Data supplied:
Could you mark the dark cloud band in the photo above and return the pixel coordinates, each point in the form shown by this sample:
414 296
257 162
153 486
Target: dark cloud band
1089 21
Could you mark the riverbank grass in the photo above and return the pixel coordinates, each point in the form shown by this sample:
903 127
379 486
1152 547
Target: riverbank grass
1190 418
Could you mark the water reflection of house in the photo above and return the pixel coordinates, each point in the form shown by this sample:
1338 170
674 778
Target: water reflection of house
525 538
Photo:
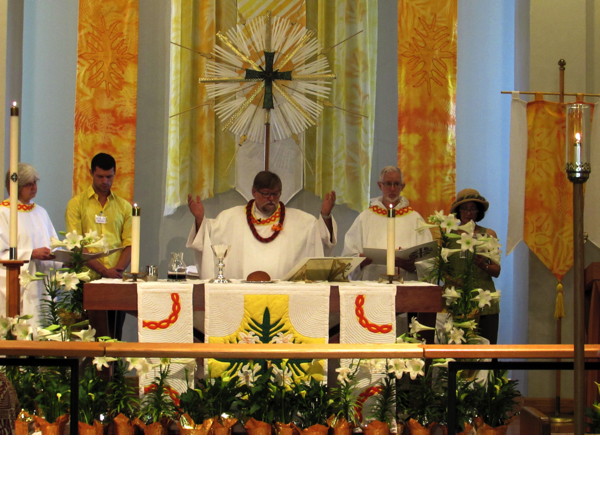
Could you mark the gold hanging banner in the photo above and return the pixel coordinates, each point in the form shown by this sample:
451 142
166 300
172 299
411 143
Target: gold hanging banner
106 90
427 49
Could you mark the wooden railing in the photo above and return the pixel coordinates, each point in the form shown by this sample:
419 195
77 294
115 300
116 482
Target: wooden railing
292 351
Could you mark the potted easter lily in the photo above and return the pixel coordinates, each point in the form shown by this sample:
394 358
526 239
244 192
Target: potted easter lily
344 400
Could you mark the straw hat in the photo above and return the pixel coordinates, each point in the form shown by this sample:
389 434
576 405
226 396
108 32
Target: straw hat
470 195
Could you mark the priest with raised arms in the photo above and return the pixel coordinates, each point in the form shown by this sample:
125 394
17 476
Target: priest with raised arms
369 229
266 238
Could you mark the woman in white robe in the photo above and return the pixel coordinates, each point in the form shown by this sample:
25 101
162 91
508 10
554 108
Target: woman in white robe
33 242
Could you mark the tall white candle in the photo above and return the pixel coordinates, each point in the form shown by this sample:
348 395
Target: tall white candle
14 174
391 247
577 148
135 239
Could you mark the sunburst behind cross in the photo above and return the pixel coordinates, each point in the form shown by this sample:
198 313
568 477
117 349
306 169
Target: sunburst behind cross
269 80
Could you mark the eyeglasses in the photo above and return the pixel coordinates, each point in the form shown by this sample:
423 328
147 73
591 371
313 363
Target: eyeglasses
269 195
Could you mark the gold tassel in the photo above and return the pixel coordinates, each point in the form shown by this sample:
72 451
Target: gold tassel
559 307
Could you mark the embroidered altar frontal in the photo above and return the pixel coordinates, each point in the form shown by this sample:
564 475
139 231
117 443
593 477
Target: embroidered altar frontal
267 313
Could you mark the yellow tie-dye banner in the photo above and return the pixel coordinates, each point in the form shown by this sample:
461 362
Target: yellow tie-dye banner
106 90
339 149
548 209
427 46
292 10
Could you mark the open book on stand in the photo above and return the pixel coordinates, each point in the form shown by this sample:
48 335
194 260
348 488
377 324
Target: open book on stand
66 256
323 269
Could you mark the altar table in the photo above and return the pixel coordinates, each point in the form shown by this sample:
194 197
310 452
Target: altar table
107 294
111 294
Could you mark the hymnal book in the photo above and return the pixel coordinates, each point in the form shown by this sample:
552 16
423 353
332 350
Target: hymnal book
323 269
66 256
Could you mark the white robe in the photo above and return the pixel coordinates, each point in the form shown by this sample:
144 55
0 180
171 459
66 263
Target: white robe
302 236
369 230
34 231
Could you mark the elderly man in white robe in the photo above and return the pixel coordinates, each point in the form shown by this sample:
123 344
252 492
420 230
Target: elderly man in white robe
33 243
263 235
369 230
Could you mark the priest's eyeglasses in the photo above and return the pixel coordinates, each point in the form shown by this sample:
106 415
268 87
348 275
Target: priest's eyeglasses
269 195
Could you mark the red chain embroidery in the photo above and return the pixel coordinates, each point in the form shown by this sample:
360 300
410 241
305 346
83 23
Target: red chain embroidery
166 323
21 207
359 302
383 211
277 228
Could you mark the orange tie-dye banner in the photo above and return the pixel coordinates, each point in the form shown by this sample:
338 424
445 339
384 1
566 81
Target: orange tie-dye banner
548 210
427 31
106 90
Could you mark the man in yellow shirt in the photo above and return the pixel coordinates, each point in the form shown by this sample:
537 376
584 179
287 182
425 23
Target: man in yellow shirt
98 208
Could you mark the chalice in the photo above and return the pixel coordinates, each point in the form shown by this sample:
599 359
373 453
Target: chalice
220 252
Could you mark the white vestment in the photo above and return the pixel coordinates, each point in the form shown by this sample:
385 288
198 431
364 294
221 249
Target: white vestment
34 231
369 230
302 236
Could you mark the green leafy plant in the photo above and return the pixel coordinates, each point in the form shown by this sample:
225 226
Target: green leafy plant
344 396
314 405
593 413
92 396
160 401
122 396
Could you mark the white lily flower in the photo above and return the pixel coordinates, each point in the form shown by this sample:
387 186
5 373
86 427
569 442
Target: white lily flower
467 242
72 240
447 252
343 374
67 281
483 297
283 338
248 374
83 276
141 365
25 277
248 338
457 336
416 327
23 331
449 223
415 367
451 294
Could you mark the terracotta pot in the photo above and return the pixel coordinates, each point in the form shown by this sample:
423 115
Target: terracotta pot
23 424
416 428
340 426
187 426
258 428
55 428
122 426
155 428
282 429
222 426
315 430
96 429
377 428
485 429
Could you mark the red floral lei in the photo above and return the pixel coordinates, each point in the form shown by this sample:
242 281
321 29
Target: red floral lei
277 228
398 211
21 207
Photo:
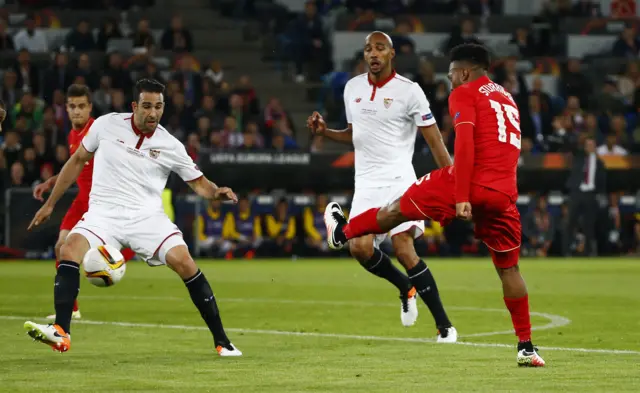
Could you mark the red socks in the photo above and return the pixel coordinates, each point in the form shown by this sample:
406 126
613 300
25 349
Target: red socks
363 224
519 310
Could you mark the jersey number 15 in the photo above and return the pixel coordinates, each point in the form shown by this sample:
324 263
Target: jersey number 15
512 115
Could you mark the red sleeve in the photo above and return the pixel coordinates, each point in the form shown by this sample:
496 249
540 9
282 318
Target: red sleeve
463 112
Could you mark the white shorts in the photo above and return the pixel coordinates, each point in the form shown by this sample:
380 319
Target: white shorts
149 235
367 198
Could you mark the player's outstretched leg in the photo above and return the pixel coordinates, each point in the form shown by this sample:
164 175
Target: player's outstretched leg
516 299
179 259
424 283
65 292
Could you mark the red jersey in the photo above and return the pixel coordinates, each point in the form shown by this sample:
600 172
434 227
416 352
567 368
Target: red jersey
487 147
86 176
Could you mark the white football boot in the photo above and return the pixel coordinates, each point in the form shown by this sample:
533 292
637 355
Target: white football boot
409 308
448 335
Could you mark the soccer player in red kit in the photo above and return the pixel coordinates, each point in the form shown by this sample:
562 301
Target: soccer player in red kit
480 186
79 110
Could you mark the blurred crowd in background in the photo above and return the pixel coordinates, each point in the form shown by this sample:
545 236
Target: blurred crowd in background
205 108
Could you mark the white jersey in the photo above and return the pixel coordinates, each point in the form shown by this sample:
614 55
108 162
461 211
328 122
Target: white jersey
385 117
130 169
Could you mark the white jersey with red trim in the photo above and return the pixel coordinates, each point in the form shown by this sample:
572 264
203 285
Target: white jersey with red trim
130 168
385 117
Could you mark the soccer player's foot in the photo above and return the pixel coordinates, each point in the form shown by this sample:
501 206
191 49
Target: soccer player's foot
409 307
335 220
74 315
528 355
228 350
447 335
52 335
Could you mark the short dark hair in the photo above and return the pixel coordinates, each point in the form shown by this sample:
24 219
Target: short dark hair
472 53
77 90
148 86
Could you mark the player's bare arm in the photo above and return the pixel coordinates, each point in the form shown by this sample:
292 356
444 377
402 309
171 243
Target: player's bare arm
68 175
433 137
209 190
318 126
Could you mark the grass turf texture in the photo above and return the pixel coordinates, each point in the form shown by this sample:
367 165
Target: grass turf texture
596 300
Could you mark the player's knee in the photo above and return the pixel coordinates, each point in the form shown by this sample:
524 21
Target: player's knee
361 250
73 249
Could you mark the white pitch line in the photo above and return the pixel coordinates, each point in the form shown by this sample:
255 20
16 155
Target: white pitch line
332 335
555 321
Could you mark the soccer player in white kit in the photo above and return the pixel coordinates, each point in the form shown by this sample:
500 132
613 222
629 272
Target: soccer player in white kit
384 111
134 156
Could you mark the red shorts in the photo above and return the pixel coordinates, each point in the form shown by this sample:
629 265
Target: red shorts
74 214
496 217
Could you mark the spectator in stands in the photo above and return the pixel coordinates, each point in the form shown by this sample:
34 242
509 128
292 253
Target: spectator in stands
524 41
120 78
101 98
315 230
28 74
243 228
31 167
6 41
536 125
118 101
464 33
629 80
9 91
208 109
31 39
81 38
573 82
176 37
142 37
108 30
85 70
56 77
618 128
628 44
11 147
215 73
253 129
31 108
17 175
245 89
539 228
62 155
401 40
210 232
309 40
190 80
281 230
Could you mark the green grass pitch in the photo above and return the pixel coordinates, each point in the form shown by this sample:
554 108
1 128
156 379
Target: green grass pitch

Stated goal: Set down nothing but the lines from the one with "Could you mark the white pitch" through the end of the records, keeping each line exactly as written and including both ends.

Finished answer:
Could you mark the white pitch line in the photo above and return the pixel coordinates, each point in the form shown by this sample:
255 20
16 155
Target: white pitch line
332 335
555 321
Could you mark the soccer player in white kit in the photo above and return the pixel coordinates, each point in the form shown by this sample:
500 132
613 222
629 272
Target: soccer player in white kit
384 111
134 156
Could you mark the red shorts in the photo above and return the pixel coordinates, each point in the form shown by this sample:
629 265
Target: red shorts
74 214
496 217
Could you mark the spectator in stands in the photo above and return the pixel coordinates, each point in the form shown by this sample:
34 242
509 128
292 253
Target: spectator in stands
524 41
120 78
101 98
315 230
28 74
243 228
31 167
6 41
536 125
118 101
464 33
629 80
9 91
208 109
31 39
81 38
573 82
176 37
142 37
108 30
85 70
56 77
618 128
628 44
11 147
215 73
253 129
31 108
17 175
245 89
539 228
62 155
401 40
210 232
309 40
190 80
281 230
Could you mark the green grass pitch in the photo above and return the pixel coordinates, each point in the form shown by this sample:
554 108
1 128
156 379
Target: green grass pitch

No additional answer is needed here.